Records for processing:
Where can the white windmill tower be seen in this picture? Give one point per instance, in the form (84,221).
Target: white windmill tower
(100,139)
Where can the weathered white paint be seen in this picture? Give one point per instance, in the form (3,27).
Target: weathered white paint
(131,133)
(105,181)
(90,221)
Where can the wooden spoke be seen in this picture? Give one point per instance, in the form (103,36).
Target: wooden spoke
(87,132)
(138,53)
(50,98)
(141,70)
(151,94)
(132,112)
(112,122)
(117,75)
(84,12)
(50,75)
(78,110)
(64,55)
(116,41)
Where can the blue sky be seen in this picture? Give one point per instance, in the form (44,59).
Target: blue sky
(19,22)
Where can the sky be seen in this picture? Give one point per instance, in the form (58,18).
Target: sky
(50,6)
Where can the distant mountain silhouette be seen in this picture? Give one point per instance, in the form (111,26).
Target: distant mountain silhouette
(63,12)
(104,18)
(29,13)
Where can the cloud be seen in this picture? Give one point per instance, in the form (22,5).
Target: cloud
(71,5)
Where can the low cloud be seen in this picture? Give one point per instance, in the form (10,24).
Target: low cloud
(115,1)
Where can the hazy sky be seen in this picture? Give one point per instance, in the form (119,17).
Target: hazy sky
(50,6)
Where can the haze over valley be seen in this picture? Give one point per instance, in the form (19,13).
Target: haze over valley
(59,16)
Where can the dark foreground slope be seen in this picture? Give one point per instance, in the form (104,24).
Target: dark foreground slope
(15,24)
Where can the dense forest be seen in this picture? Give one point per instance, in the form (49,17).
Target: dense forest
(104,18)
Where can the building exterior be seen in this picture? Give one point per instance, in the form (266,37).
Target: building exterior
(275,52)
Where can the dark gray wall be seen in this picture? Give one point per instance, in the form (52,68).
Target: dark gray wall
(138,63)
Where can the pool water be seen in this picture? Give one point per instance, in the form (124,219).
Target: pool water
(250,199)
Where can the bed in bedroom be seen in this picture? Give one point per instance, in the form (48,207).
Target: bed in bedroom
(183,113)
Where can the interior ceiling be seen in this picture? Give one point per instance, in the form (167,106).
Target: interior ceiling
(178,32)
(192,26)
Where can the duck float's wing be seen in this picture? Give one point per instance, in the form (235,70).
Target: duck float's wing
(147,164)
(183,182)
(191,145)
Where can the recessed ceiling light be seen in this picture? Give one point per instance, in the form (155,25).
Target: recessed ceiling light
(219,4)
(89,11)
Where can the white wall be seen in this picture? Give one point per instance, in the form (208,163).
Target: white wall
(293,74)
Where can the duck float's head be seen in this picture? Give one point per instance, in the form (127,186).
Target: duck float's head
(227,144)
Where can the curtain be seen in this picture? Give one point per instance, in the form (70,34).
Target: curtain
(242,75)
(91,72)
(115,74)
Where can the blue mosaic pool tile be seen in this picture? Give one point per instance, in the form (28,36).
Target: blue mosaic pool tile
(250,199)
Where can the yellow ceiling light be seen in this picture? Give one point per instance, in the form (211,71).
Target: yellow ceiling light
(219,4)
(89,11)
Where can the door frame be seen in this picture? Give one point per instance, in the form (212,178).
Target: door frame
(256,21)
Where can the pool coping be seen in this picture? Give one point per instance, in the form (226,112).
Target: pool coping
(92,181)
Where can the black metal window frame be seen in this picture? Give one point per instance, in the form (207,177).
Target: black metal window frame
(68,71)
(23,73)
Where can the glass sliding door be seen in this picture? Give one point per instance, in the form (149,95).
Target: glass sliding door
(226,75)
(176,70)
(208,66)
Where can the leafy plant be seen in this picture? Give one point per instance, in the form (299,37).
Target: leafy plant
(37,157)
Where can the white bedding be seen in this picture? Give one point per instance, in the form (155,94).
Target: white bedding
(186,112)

Written instruction:
Render every line of all the records above as a Markdown table with the columns Row and Line, numbering the rows and skipping blank lines.

Answer to this task:
| Row | Line |
|---|---|
| 1 | Where can the white windmill tower be seen in this picture? Give one point per instance, in the form (84,221). |
| 2 | Target: white windmill tower |
| 3 | (100,139) |
| 4 | Where can the weathered white paint be seen in this picture? Give one point per instance, in the form (3,27). |
| 5 | Target: weathered white paint |
| 6 | (131,133) |
| 7 | (105,181) |
| 8 | (90,221) |
| 9 | Where can the wooden spoke be seen in this picture? Give one point per instance, in the form (103,36). |
| 10 | Target: wooden spoke |
| 11 | (87,132) |
| 12 | (138,53) |
| 13 | (50,98) |
| 14 | (141,70) |
| 15 | (151,94) |
| 16 | (132,112) |
| 17 | (112,122) |
| 18 | (117,75) |
| 19 | (84,12) |
| 20 | (50,75) |
| 21 | (78,110) |
| 22 | (64,55) |
| 23 | (116,41) |
| 24 | Where can the blue sky be seen in this picture? Give one point per instance, in the form (44,59). |
| 25 | Target: blue sky |
| 26 | (19,22) |
| 27 | Where can the sky be seen in this picture? Give one point per instance, in the form (58,18). |
| 28 | Target: sky |
| 29 | (50,6) |
| 30 | Where can the distant mountain silhouette be seen in this picture? Give one point per instance, in the form (111,26). |
| 31 | Target: distant mountain silhouette |
| 32 | (63,12) |
| 33 | (104,18) |
| 34 | (29,13) |
| 35 | Where can the cloud be seen in this picture? Give one point per instance, in the form (22,5). |
| 36 | Target: cloud |
| 37 | (71,5) |
| 38 | Where can the low cloud be seen in this picture? Give one point per instance, in the form (10,24). |
| 39 | Target: low cloud |
| 40 | (115,1) |
| 41 | Where can the hazy sky be seen in this picture? Give one point per instance, in the form (119,17). |
| 42 | Target: hazy sky |
| 43 | (50,6) |
| 44 | Where can the haze over valley be seen in this picture? Give one point per instance, in the form (19,13). |
| 45 | Target: haze over valley |
| 46 | (59,16) |
| 47 | Where can the dark foreground slope be seen in this picture? Give one point per instance, in the form (104,24). |
| 48 | Target: dark foreground slope |
| 49 | (15,24) |
| 50 | Where can the dense forest be seen in this picture? Give one point per instance, in the form (49,17). |
| 51 | Target: dense forest |
| 52 | (104,18) |
| 53 | Where can the building exterior be seen in this picture? Give one point per instance, in the form (266,37). |
| 54 | Target: building exterior |
| 55 | (275,52) |
| 56 | Where can the dark gray wall be seen in this picture? Give one point per instance, in the form (52,68). |
| 57 | Target: dark gray wall |
| 58 | (138,63) |
| 59 | Where can the pool water be seen in this picture? Give one point per instance, in the form (124,219). |
| 60 | Target: pool water |
| 61 | (250,199) |
| 62 | Where can the bed in bedroom be seen in this picture? Give one point per instance, in the form (48,207). |
| 63 | Target: bed in bedroom |
| 64 | (183,113) |
| 65 | Where can the interior ceiling be seen in this picture? Give one point per instance, in the form (167,106). |
| 66 | Target: interior ceiling |
| 67 | (178,32) |
| 68 | (192,26) |
| 69 | Where can the duck float's wing be seen in this picture? Give one point per instance, in the form (235,70). |
| 70 | Target: duck float's wing |
| 71 | (147,164) |
| 72 | (183,182) |
| 73 | (191,145) |
| 74 | Where can the recessed ceiling light be seen in this picture? Give one point per instance, in the form (155,25). |
| 75 | Target: recessed ceiling light |
| 76 | (219,4) |
| 77 | (89,11) |
| 78 | Where can the white wall be seen in this picture? Give one point per instance, in the form (208,163). |
| 79 | Target: white wall |
| 80 | (293,74) |
| 81 | Where can the duck float's head be seen in this picture? Give one point per instance, in the form (127,186). |
| 82 | Target: duck float's head |
| 83 | (227,144) |
| 84 | Where can the curtain be seen in this picture? Give one point per instance, in the form (70,34). |
| 85 | Target: curtain |
| 86 | (242,75) |
| 87 | (91,72) |
| 88 | (115,74) |
| 89 | Where can the blue mosaic pool tile be seen in this picture? Give one point per instance, in the form (28,36). |
| 90 | Target: blue mosaic pool tile |
| 91 | (250,199) |
| 92 | Where can the yellow ceiling light be seen in this picture? Give one point per instance, in the form (211,71). |
| 93 | Target: yellow ceiling light |
| 94 | (219,4) |
| 95 | (89,11) |
| 96 | Where can the door frame be seen in this picture? Give one point per instance, in the form (212,178). |
| 97 | Target: door frame |
| 98 | (256,21) |
| 99 | Where can the pool coping be seen in this picture? Give one point per instance, in the form (226,112). |
| 100 | Target: pool coping |
| 101 | (92,181) |
| 102 | Where can the black metal window frame be seen in this picture? Give one point per instance, in the form (207,177). |
| 103 | Target: black metal window frame |
| 104 | (68,71) |
| 105 | (23,73) |
| 106 | Where can the glass sliding door be seen in this picture? Give one point per instance, in the form (149,95). |
| 107 | Target: glass sliding door |
| 108 | (226,75) |
| 109 | (176,70) |
| 110 | (208,66) |
| 111 | Where can the leafy plant be seen in this picture? Give one point per instance, in the form (299,37). |
| 112 | Target: leafy plant |
| 113 | (37,157) |
| 114 | Where can the white bedding be seen in this picture? Give one point per instance, in the form (155,94). |
| 115 | Target: white bedding |
| 116 | (186,112) |